◆ Required work ◆
Below are some records. Say how many of their lines include the string "arch", giving only the number.

Collected data entries
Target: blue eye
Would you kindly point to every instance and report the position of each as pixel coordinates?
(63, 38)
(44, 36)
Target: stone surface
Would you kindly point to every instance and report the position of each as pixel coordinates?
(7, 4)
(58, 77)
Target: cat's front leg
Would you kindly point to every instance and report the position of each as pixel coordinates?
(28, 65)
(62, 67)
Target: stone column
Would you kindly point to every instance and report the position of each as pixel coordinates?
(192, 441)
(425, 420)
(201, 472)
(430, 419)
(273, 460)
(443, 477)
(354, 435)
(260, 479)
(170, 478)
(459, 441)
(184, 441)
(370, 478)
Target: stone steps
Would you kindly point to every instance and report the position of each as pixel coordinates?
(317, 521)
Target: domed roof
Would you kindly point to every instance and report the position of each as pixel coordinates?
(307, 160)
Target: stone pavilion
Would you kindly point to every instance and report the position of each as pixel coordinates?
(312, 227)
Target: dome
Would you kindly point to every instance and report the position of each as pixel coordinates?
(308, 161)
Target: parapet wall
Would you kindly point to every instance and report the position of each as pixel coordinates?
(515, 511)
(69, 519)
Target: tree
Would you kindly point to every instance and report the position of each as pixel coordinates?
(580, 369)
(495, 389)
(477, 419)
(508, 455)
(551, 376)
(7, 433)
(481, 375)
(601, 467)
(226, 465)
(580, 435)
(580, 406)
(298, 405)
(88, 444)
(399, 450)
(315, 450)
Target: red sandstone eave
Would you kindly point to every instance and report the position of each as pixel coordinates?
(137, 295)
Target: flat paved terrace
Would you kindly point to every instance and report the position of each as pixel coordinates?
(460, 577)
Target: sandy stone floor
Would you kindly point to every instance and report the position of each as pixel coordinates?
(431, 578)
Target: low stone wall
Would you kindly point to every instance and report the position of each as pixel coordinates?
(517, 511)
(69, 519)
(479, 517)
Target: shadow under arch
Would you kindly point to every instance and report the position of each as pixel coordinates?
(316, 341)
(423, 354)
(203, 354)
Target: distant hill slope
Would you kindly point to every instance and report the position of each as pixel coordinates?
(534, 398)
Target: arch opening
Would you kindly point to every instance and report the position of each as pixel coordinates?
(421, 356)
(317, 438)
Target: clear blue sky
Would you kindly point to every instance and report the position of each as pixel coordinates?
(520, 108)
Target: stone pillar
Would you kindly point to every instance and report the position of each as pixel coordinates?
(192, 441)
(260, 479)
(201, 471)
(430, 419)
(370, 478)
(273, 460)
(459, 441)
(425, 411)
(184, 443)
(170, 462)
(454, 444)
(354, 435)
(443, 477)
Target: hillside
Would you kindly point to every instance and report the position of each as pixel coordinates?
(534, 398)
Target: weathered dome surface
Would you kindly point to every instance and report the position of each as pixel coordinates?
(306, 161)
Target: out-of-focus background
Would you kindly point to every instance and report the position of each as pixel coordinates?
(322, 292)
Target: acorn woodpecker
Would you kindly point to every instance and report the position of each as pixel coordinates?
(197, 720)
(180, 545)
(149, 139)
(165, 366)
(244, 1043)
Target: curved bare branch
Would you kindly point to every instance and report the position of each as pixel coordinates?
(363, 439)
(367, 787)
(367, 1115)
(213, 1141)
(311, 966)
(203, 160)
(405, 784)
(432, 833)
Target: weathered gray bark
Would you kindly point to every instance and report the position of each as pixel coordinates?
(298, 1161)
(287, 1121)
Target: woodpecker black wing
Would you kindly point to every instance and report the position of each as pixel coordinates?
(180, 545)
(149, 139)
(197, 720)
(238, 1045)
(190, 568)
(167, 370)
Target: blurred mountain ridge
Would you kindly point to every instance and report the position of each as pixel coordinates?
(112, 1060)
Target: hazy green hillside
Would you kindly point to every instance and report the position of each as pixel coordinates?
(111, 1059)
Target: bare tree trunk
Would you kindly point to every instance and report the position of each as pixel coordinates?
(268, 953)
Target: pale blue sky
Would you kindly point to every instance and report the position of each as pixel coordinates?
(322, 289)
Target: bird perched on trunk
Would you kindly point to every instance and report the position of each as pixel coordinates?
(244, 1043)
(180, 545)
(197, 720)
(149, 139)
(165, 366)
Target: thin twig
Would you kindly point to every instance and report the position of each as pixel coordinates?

◆ Response area ◆
2